◆ **SOURCE PASSAGE**:
____

This is part two of a two-part post. Monday’s article explained that you are not your mind or your body, but the aware space in which your mind and your body (and everything else) exist. You’ll have to read the first part to understand the context of this post.
So if you are in fact the space in which all things happen, how come you don’t always notice this space? Why does it often seem like it’s just the things that exist? If the space is you, wouldn’t it always be apparent?
Not necessarily. Think about it: you are that space, so when you are not aware of that space, it only means the space is not aware of itself. But it can still be aware of the things happening in that space, without seeing what it is that is aware. It’s a major oversight, but it is also the normal state of human existence — complete identification with form, with things.
We usually don’t recognize the space in which the tangibles of our lives happen, so we figure we must be one of those tangible, perishable things, or some combination of them. The thing, or collection of things, that we normally think we are is called the ego.
When you lose sight of the space that contains all things (including your ego) you are lost in things. You have lost sight of yourself, and the play of things seems to be all there is. Things become supremely important, because they’re all you have.
That’s a shame, because all of those things are doomed by their very nature. They’re nice when they’re around, but they are fleeting and perishable. So it’s no wonder that when we become identified with things we feel a persistent uneasiness. They are all fleeting — very certainly, inarguably, on their way out, and some part of us knows that. When life is only a race to manipulate material things into the most preferable arrangement possible before you die, it feels like a losing battle. It is.
This is how most of us live, utterly identified with our thoughts, under the impression that life is nothing but things, and that we are nothing but one of those things.
Any time you are aware of the ego, you are disidentified with it. When you don’t recognize the ego as the ego, you have mistaken it for yourself and you are again unaware of who you really are.
What is really happening is that you experience thoughts that say they are you, that say you are only a creature, and so you remain unaware of the space in which they (and all other thoughts and forms) happen. So you take at face value whatever those thoughts say, because they appear to be you. This is a major sticking point for many people: they cannot accept that they are not their thoughts. They cannot imagine that the voice in their head isn’t them, and that it isn’t necessarily trustworthy.
It actually is the voice of the ego, a self-perpetuating, free-associating collection of thoughts that tries to define you with concepts — I am 29 years old, I am a mid-level office worker, I’m not as good as Jim, I am better than Al, I have big plans but I fear I won’t realize them, I embarrassed myself at work today, I never get a break, I am really good at driving in reverse in my car, I am awkward with people I don’t know, I am a terrible dancer, I eat healthy, I don’t have enough money, I do have enough money but I spend it poorly, my kids are well-behaved, I look good in these jeans and I look frumpy in those ones…
It’s nothing but thoughts of I, Me, and Mine all day long. It changes throughout your life as you continue to think, and becomes hideously complex over time. Managing it is a nightmare. Impossible really, but we are doomed to spend our lives trying if we cannot become aware of the ego as it is: a transient collection of thoughts. When you become aware of it as such, you are regarding it from a distance, and you can’t remain identified with it.

____

◆ **RECORDED DATA**:
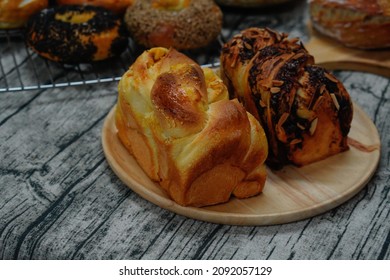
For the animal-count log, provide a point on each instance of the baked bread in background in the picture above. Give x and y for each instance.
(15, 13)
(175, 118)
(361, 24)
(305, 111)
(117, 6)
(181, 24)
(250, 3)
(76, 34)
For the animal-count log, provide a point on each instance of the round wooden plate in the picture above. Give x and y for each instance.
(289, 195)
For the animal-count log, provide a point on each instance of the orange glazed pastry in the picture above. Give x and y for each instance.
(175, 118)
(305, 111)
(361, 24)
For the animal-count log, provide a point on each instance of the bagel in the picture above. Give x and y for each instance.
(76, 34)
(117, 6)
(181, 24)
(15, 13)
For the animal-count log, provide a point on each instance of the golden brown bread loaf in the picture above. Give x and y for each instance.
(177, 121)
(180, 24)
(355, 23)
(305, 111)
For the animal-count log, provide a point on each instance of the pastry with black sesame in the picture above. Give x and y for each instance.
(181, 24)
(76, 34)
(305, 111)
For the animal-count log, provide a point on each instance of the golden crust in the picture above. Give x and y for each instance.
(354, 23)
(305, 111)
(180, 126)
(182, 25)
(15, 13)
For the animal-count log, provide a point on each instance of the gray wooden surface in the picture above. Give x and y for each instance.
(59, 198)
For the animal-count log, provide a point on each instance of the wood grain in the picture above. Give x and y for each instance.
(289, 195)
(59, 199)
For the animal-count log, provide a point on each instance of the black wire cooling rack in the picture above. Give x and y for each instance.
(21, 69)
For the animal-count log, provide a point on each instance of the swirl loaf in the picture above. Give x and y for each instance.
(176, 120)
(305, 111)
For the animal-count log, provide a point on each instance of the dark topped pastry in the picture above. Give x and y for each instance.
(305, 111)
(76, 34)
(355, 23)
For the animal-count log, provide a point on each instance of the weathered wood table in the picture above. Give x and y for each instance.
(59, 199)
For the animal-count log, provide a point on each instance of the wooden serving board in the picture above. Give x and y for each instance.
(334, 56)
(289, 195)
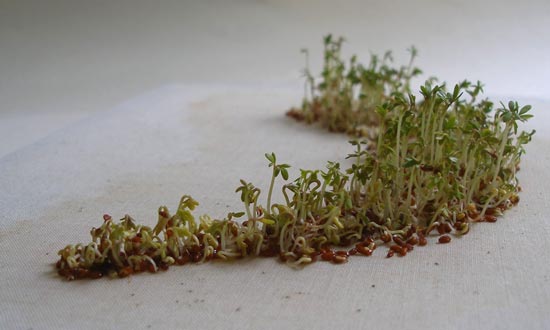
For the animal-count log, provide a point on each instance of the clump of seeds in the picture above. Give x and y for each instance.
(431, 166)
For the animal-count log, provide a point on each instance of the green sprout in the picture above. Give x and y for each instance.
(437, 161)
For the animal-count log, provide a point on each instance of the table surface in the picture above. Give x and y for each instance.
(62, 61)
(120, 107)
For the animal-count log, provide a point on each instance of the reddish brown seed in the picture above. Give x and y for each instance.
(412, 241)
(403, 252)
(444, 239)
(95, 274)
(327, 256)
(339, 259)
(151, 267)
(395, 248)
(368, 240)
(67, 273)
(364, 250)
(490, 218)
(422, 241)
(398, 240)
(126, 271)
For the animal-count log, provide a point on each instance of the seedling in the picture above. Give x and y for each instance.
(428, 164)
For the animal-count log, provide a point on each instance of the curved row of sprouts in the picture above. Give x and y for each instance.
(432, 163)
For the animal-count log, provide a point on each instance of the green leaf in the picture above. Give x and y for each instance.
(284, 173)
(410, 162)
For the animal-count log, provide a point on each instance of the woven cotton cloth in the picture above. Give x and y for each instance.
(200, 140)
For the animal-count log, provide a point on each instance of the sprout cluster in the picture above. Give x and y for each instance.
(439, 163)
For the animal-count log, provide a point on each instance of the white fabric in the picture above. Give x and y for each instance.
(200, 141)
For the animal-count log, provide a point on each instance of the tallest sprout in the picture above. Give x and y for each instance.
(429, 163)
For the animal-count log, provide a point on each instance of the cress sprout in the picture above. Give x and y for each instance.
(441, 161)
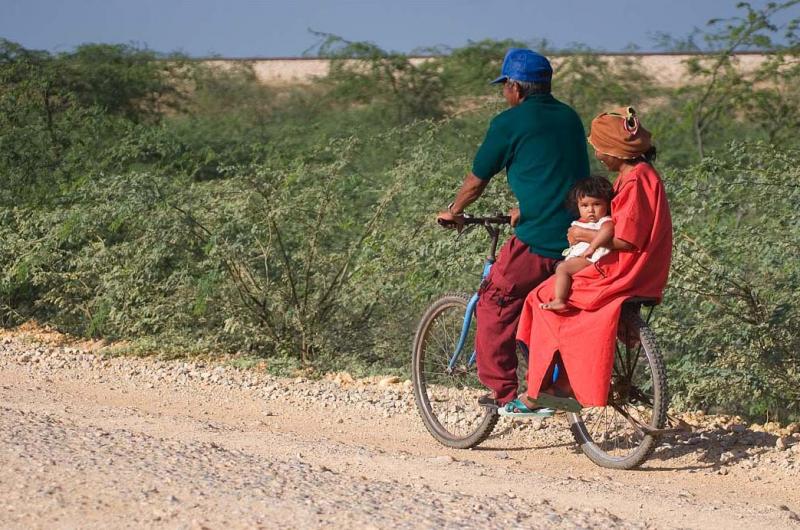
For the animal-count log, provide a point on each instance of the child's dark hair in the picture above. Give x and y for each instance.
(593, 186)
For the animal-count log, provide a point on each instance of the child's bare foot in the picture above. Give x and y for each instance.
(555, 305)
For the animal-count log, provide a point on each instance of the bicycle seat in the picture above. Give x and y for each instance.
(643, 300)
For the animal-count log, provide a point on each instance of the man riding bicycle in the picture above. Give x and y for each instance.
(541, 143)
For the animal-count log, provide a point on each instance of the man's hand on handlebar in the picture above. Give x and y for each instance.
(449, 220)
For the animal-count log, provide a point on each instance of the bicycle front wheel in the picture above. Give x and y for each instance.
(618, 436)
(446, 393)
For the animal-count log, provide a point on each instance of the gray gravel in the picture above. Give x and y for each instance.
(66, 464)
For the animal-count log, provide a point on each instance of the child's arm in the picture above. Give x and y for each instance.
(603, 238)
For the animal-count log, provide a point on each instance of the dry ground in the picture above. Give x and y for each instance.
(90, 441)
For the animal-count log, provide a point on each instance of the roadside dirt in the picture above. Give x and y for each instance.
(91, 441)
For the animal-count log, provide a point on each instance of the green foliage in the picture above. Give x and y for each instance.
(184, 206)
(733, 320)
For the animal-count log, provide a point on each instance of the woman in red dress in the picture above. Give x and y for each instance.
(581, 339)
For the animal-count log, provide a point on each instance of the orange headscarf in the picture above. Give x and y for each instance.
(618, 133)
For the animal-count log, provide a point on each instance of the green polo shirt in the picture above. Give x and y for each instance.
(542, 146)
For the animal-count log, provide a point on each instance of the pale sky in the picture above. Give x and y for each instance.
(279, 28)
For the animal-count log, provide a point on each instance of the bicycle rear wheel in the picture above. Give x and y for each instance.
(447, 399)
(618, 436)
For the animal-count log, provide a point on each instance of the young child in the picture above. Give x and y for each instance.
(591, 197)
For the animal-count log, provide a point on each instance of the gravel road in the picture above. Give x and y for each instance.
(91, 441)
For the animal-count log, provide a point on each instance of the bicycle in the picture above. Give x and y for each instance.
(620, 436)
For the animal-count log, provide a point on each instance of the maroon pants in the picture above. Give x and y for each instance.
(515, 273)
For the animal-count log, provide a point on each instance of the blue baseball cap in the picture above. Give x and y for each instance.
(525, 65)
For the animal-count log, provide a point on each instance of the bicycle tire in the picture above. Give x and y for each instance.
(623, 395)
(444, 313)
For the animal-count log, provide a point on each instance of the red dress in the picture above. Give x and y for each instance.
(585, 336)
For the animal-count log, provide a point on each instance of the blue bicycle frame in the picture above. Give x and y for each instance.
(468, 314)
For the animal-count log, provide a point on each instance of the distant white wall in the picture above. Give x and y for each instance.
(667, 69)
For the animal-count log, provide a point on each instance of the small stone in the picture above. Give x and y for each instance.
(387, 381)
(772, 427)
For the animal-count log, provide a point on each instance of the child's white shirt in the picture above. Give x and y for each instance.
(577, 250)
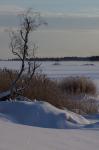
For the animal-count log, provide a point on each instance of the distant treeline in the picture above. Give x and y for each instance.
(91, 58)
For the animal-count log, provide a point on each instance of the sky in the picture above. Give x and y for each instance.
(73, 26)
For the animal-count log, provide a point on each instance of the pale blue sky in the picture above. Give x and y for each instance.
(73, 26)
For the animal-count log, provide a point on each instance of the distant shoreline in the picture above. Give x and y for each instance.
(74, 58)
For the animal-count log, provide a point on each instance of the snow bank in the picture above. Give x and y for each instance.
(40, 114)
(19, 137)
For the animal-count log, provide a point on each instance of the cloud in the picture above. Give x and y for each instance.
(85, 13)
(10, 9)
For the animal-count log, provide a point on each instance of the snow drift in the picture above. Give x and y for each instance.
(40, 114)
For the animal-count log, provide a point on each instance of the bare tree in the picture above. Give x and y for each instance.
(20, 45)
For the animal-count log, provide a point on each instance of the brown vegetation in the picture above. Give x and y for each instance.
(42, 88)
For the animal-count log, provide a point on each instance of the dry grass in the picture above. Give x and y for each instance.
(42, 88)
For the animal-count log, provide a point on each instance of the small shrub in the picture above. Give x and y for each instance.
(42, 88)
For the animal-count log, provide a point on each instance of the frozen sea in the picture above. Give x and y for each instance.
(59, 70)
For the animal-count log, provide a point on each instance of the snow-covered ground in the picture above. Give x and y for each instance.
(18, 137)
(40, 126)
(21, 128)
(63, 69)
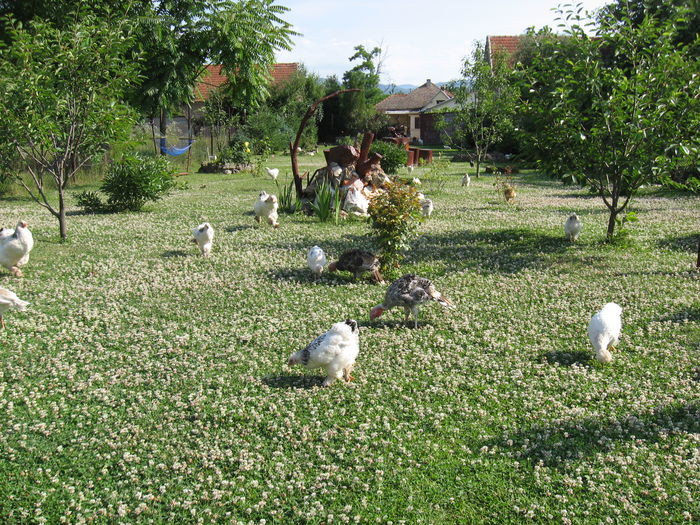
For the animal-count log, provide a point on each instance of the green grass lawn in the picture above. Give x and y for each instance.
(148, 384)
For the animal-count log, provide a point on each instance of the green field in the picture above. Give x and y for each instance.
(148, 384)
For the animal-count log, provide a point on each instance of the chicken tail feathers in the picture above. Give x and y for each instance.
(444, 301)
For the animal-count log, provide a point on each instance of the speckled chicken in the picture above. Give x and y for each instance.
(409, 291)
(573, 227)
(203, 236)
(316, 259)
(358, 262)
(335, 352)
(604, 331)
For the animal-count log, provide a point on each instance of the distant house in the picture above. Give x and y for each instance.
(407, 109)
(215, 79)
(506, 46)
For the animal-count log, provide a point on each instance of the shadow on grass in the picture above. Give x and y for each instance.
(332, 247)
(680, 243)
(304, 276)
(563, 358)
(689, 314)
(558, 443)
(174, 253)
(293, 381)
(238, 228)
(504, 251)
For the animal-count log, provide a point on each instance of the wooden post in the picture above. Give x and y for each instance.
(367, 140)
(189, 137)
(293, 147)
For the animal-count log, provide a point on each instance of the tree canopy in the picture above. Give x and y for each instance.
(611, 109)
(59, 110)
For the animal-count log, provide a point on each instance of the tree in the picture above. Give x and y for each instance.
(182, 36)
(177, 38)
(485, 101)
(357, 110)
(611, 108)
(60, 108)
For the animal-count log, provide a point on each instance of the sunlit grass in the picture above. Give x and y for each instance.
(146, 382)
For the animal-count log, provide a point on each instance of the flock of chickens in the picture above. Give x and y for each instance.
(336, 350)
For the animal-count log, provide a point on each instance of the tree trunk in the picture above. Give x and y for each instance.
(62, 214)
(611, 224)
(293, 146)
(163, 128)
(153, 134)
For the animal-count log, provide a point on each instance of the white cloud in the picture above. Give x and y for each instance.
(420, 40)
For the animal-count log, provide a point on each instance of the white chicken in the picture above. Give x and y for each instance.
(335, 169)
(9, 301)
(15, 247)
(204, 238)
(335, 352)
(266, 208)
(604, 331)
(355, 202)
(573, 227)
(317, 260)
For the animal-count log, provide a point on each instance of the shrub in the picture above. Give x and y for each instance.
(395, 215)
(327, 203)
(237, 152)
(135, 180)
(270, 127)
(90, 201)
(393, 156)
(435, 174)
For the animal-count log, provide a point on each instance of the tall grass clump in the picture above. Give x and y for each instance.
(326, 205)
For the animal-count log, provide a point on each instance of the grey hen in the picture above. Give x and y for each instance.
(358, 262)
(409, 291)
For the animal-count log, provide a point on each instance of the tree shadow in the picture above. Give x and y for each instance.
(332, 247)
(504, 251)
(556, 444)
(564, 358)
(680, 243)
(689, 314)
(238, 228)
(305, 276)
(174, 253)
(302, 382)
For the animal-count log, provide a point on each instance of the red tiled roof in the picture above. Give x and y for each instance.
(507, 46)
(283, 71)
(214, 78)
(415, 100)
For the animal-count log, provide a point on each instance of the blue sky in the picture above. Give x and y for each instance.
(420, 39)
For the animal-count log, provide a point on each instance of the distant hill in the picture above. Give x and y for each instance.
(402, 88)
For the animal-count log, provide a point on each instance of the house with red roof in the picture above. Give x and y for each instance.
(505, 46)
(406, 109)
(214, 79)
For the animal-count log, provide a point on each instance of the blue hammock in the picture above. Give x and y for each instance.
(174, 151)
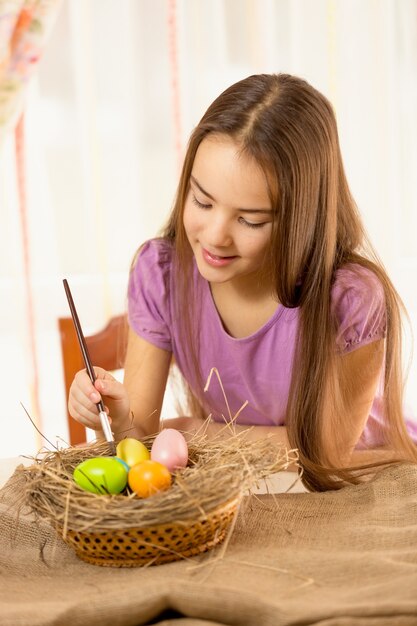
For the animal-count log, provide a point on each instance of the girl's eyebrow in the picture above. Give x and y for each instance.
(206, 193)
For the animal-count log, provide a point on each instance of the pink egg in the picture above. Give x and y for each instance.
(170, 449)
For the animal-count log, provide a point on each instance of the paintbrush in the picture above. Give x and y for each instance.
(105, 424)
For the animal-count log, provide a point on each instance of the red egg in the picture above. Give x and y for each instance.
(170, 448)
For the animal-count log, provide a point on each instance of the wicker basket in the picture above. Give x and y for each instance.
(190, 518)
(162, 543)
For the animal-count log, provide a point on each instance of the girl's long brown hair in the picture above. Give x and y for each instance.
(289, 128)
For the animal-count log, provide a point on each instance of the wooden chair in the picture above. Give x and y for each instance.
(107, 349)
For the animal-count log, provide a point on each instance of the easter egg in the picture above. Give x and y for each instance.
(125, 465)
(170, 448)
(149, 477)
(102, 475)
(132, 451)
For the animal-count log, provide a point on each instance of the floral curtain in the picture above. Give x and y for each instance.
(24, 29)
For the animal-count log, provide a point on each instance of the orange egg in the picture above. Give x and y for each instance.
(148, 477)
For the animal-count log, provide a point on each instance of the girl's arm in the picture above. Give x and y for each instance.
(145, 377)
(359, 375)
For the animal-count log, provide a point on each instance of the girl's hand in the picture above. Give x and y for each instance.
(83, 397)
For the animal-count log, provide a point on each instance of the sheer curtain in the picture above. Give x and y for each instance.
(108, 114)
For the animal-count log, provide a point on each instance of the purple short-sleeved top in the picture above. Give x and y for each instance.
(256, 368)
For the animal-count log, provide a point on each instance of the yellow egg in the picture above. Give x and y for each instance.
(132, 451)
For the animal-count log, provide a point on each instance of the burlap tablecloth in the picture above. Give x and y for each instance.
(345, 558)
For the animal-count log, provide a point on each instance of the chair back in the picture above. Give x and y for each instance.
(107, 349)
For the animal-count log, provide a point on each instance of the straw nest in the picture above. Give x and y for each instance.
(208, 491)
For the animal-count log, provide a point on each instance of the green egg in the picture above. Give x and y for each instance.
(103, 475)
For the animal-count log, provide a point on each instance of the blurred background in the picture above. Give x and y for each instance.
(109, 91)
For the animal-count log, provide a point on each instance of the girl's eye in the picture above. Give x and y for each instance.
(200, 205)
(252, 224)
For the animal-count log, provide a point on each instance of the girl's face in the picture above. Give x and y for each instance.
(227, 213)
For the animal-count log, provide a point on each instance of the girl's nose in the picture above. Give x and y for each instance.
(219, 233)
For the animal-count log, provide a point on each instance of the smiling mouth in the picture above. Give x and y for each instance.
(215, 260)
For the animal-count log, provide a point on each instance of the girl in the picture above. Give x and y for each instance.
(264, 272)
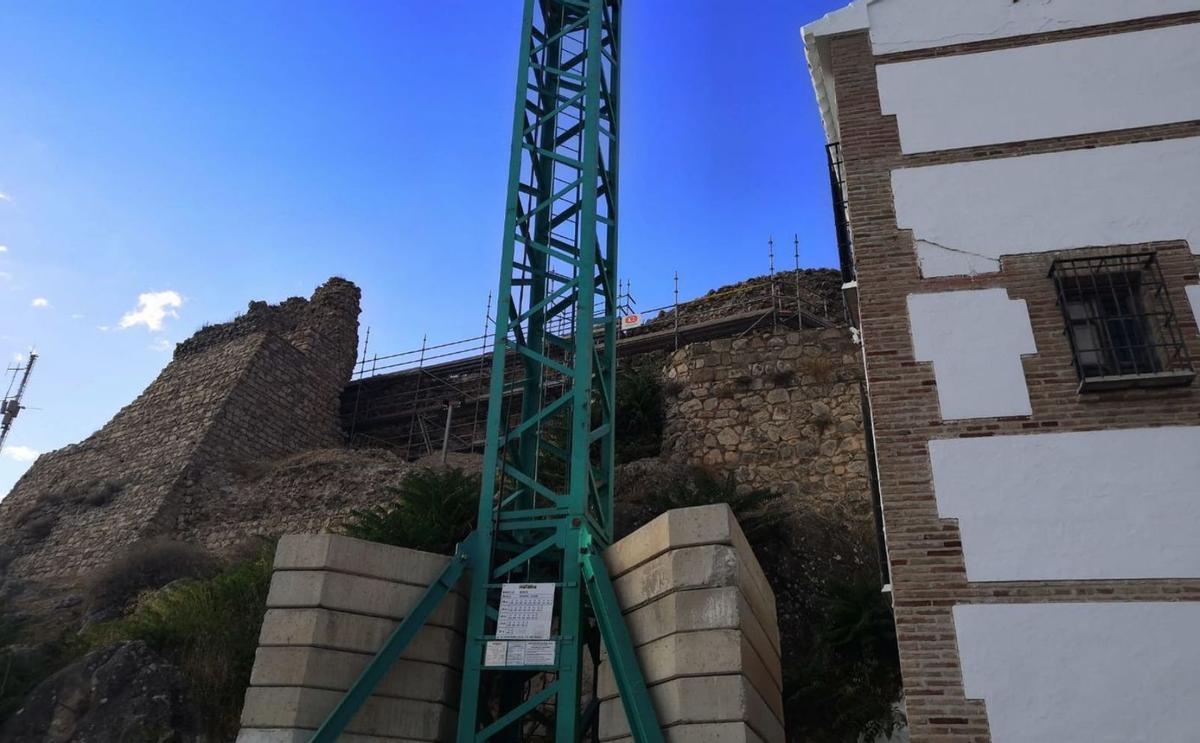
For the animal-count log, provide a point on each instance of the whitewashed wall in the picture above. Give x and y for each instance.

____

◆ **WHAT TO WORK ON**: Reproduce the passage about awareness and the ego word for word, starting with "This is how" and stopping after "you really are.". Rely only on the passage about awareness and the ego, not on the data.

◆ **OUTPUT FOR THIS TASK**:
This is how most of us live, utterly identified with our thoughts, under the impression that life is nothing but things, and that we are nothing but one of those things.
Any time you are aware of the ego, you are disidentified with it. When you don’t recognize the ego as the ego, you have mistaken it for yourself and you are again unaware of who you really are.